**SELECTED EXTRACT:**
-- Begin --

The first and most obvious option is to farm the land. Choosing to keep the property and continue farming it can wind up being a very profitable decision, but there are a number of things that must be considered first. One of the primary considerations is whether or not you have the skills and resources necessary to keep the farm going. If you’re already working on the farm or have experience with farming, the next question is: how will the farm fit in with your current operation? If you own a separate farm, will the new farm be added to the current operation, or will it serve as a separate operation? If you have no farming experience but would like to start, it’s important to sit down and consider whether or not you’re truly ready to make such a major life change. Roughly 60% of all farms have sales of less than $10,000. Farms of this size cannot possibly support a family. If the farm falls into this category, you will need to ensure that you have off farm employment to supplement your income. Whether or not the farm can support your family’s lifestyle is something that needs to be addressed before you make the decision to keep and farm the land. The primary consideration when deciding whether to farm the land is to estimate the amount of income that can be generated from the operation, and whether this income is sufficient for you and your family. Remember, annual income can vary from one farmer to the next and from year-to-year. Land values on farms, commodity prices, weather, input costs and yields are just some of the many factors that will influence your income.
  1. Holding the Land as an Investment

If you feel that farming the land is not the right decision for you, you may consider holding land as an investment. In this regard, you have a few different management techniques available to you, and each one involves varying amounts of time and effort. Some people choose to hold an active role in running the farm, while others prefer to take a hands-off approach. Here are a few of the options that you have if you choose to hold the land:

Leasing

Leasing your land to others is a popular option. According to the Census of Agriculture, 54% of farmland was released in 2007. The great thing about this option is that you have a number of different arrangements available to you. One of the most common leasing arrangements is cash rent or crop share. When cash is involved, the tenant bears the majority of the risk. If you choose crop share management, production and price risk will be shared between you and the tenant. The biggest issue with leasing is determining a fair rental rate. You may consider consulting with a professional to determine a fair leasing price for your farmland.

-- End --

**GOAL A:** In the farmland passage, roughly what share of all farms have sales of less than $10,000?
**GOAL B:** Write the next part of the farmland passage, picking up after its final sentence.
The listing that comes next is separate material, not part of the farmland passage.

**DATA LINES:**
-- Begin --

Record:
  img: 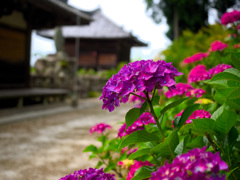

-- End --

**TASK OUTPUT A:** Roughly 60%.

**TASK OUTPUT B:**
Professional Management

You also have the option of hiring a professional manager to run the farm for you. This is a great choice for anyone that wants to keep the farm for investment purposes, but does not want to make any business decisions related to the farming operations. This type of arrangement will vary from one farm to the next, but more often than not, a professional farm manager will run the farm and the owner will make no business decisions. The farm management firm will receive a percentage of the gross income, and the owner, you, receives a check. This option is about as hands-off as you can get.

Custom Farming

If you prefer not to lease the land, custom farming is an option as well. In this case you, the owner of the land, will make decisions regarding inputs, crop and marketing. However, you will hire other people to perform the work for you. Custom operators will handle all the machinery operations on your land in exchange for a set rate or fee. This arrangement has less risk, but during a bad year profits from custom farming will be much lower than a conventional lease. Whether you want to be active, semi-active or completely hands-off, you have options available to you if you decide to hold the farmland as an investment.
  1. Selling the Land

If you decide not to lease or hold on to the farmland, your only other option is to sell the property. This option is a smart choice for anyone who has no interest in farming, and would rather not deal with the work involved with leasing or hiring others to manage the farm. And if you prefer to use the proceeds of the inheritance for other purposes, this is your only option. If you’re considering selling the property, there are many things that you need to keep in mind. For one thing, there will be tax consequences depending on the method of sale, income tax basis of property and the sale amount. You have the option of selling the farm as a whole, or dividing the property into smaller tracks and putting them up for auction. Or, you can just sell the farm through a land auction. Selling can be a complex task because often times, it can be difficult to set a good selling price. Land markets are not as well defined as the real estate market and frequently traded commodities. For this reason, it’s best to hire a professional to perform an appraisal to establish the value of the land and help you choose a selling price that will attract buyers. When selling the property, you have four primary options: - Contract sale - Cash sale - Gift - Trade

The Bottom Line

If you’ve inherited farmland, you have a major decision to make: do you continue farming the land, hold it as an investment, or sell it? This is a decision that you don’t want to take lightly, so take the time to sit down with your family or other heirs to come to an agreement on how to handle your inheritance.